- WHAT TO WORK ON
Return every record below exactly; leave out the images.

- Natural language region descriptions
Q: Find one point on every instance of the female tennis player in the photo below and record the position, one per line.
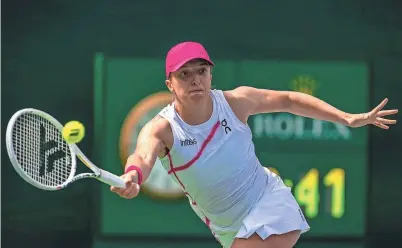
(205, 144)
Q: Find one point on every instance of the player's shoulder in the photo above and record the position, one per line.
(158, 124)
(238, 95)
(239, 92)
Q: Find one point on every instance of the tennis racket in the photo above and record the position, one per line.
(42, 157)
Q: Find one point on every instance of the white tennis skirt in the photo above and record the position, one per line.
(277, 212)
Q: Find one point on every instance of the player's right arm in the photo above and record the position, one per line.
(153, 140)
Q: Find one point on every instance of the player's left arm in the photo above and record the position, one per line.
(251, 101)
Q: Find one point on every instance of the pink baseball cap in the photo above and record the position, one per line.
(184, 52)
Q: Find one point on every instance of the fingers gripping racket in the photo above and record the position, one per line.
(43, 158)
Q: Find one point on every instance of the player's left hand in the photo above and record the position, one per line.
(374, 117)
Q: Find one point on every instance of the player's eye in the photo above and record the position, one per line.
(184, 74)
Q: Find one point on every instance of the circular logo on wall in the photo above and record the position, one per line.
(159, 184)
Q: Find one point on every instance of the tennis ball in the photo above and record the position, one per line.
(73, 132)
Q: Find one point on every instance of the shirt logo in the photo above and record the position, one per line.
(188, 142)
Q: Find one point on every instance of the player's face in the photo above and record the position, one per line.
(192, 82)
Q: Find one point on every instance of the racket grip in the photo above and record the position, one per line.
(111, 179)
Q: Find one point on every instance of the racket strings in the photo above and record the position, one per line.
(41, 150)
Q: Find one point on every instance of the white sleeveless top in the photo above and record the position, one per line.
(216, 166)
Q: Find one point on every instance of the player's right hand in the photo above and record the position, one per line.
(132, 188)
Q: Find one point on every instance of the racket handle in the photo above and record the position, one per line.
(111, 179)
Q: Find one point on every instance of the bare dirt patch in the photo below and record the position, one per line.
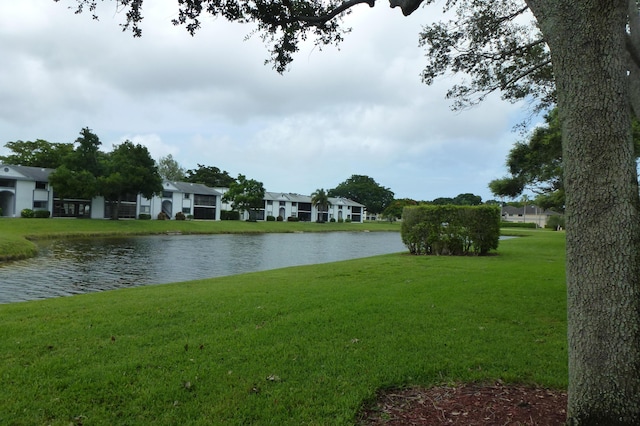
(468, 404)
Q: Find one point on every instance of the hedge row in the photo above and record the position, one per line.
(450, 230)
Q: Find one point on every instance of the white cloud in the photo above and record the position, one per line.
(209, 99)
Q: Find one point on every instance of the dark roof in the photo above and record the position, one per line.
(195, 188)
(531, 210)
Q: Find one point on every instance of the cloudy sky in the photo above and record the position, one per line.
(209, 99)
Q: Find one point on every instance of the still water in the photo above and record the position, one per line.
(68, 267)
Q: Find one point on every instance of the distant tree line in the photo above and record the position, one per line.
(83, 170)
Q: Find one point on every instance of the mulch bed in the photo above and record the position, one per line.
(468, 404)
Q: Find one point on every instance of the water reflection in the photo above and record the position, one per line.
(67, 267)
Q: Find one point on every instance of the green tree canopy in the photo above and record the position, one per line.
(585, 57)
(364, 190)
(86, 154)
(245, 195)
(169, 169)
(38, 153)
(129, 169)
(536, 165)
(210, 176)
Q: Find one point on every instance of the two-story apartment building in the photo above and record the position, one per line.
(28, 188)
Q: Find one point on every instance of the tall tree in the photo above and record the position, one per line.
(586, 57)
(86, 154)
(320, 200)
(364, 190)
(38, 153)
(130, 170)
(169, 169)
(536, 165)
(210, 176)
(245, 195)
(394, 210)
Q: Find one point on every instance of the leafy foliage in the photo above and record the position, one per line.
(209, 176)
(537, 165)
(282, 24)
(245, 195)
(38, 153)
(129, 170)
(394, 210)
(169, 169)
(494, 44)
(364, 190)
(451, 230)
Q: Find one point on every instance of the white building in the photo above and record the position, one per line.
(24, 188)
(28, 188)
(527, 214)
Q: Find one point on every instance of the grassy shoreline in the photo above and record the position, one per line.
(300, 345)
(17, 234)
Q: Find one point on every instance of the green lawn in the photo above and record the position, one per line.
(301, 345)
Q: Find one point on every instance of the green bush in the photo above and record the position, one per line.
(450, 230)
(229, 215)
(555, 222)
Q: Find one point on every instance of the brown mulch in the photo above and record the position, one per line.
(467, 404)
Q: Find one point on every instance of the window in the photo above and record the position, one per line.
(204, 200)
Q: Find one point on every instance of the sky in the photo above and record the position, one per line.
(360, 109)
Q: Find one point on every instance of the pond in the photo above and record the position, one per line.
(75, 266)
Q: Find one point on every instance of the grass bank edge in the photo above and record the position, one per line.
(297, 345)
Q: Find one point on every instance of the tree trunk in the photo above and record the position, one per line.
(587, 44)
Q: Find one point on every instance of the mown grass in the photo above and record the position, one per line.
(17, 234)
(301, 345)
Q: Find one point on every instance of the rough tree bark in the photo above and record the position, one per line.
(587, 43)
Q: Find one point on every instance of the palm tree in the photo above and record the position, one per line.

- RESULT OF THIS TASK
Q: Find one point on every instance of the female tennis player in the photo below and record the position, one per line.
(205, 144)
Q: Find one point on every instance of the player's shoulder in the photo above and record the position, one per line.
(158, 124)
(238, 95)
(239, 92)
Q: Find one point on every instance of the tennis racket in the photo above and record the position, one per line.
(42, 157)
Q: Find one point on every instance of the white tennis skirt in the photo above and record the position, one per line.
(277, 212)
Q: Find one point on every instance of the player's right arm in the photo above and record the position, one per line.
(153, 140)
Q: Find one point on every instance of the player's left arm in the photo above and record the position, one per line.
(251, 101)
Q: Find one point on every instance of the pink baseball cap in the photo above and record the position, one per line.
(184, 52)
Q: Find one point on every instance of the fingers gripping racket in the photo above and record the position, one per line.
(43, 158)
Q: Find one point on every instance of the player's left hand in the photo above and record the position, one per line.
(374, 117)
Q: Find one point on every instance of the player's eye in the photo above and record the position, one per line.
(184, 74)
Q: Find one point on every instance of the circular logo on wall in the photo above and record the position, one per line.
(159, 184)
Q: Find one point on every instance of the tennis ball in the photo above and record the position, one per line.
(73, 132)
Q: Find one point on every instance of the shirt logo in the photo above and record the position, one per line.
(188, 142)
Q: Find one point on every instance of the player's face in the photo above and record the position, one per line.
(192, 82)
Q: Find one point on every instance of the racket grip in the photo above and record the position, one per line.
(111, 179)
Q: Find one point on every instance of the racket strings in the photo above and record the position, one per line.
(41, 150)
Q: Find one point on every instance of the white sleeveless top in the photo above and record the position, one per line.
(216, 166)
Q: Find one point on every instance of the player's right hand in the photo above and record the position, one per line.
(132, 188)
Q: Find one point on every instance of the racket handle in the photo above and record the position, one per line.
(111, 179)
Q: Find one point on every instance of the bare dirt patch in the photo below and record the position, one per line.
(468, 404)
Q: Find one point on every instance of the hedge row in the photo above and record the position, one per line.
(450, 230)
Q: Find one point on every instance of the white cloud in the photo above and record the position, one per line.
(209, 99)
Q: Find one point on every instance of the dark roof in the photo above and record the position, one per line.
(195, 188)
(531, 210)
Q: Find one point on every instance of the cloudy sky in the photo above and record the position, one per line.
(209, 99)
Q: Find one point on every instance of the still water in the photo above and record the position, one per line.
(68, 267)
Q: Find one point on every instance of the distant tree line in the photo above and record the position, one per line.
(83, 170)
Q: Find one point on every instance of the mulch bed in the photo above and record the position, one per line.
(468, 404)
Q: Find one point on every instance of the water reflection in the photo above and record the position, one per line.
(67, 267)
Q: Find one point on every instance of the green tree canopy in the photo above and record the position, one per line.
(585, 57)
(364, 190)
(86, 154)
(245, 195)
(169, 169)
(38, 153)
(129, 169)
(536, 165)
(210, 176)
Q: Find one point on every instance of the two-story apartment building in the photo above and record the position, one per line.
(28, 188)
Q: Find one point on every instance of the tall tree in the photo above and record the position, one per line.
(586, 57)
(86, 154)
(320, 200)
(364, 190)
(38, 153)
(130, 170)
(169, 169)
(536, 165)
(210, 176)
(245, 195)
(394, 210)
Q: Find one point on every instance of the leafy foliage in the photo above and record the position, one per line.
(209, 176)
(537, 165)
(282, 24)
(245, 195)
(38, 153)
(129, 170)
(394, 210)
(169, 169)
(494, 44)
(364, 190)
(451, 230)
Q: Find one point on every instance of the white building in the photo above and record the position, one per line.
(24, 188)
(28, 188)
(527, 214)
Q: Find one point on every instance of the grassy shoreline in the photo above and record the position, one per line.
(300, 345)
(17, 234)
Q: Find one point on every instance of the green lawn in the photo above and record the position, one per line.
(301, 345)
Q: Find one point on every instance of the green bush in the photo above and record the position, one per line.
(450, 230)
(229, 215)
(555, 222)
Q: Find one point on every instance of the brown mulch in the photo above and record the position, one per line.
(467, 404)
Q: Find one point on every instance of the window in the photo above and record the position, one per line.
(204, 200)
Q: Find one point on every instance of the sky in the photo above and record the position, one per line.
(360, 109)
Q: Find one point on every instance of the pond in the photo above and record the position, one per line.
(75, 266)
Q: Find one point on every instance of the grass bank edge in the photo above and record the position, one per line.
(297, 345)
Q: Find one point on every instance of the tree trunk in the photo above and record the position, one per line.
(587, 44)
Q: Find one point on every instance of the mown grass in the photo above and record the position, one per line.
(17, 234)
(301, 345)
Q: Find one point on every instance of the rough tree bark in the photo above and record the position, one per line.
(587, 43)
Q: Find one point on every instance of the palm tree in the photo above and record the position, one per line.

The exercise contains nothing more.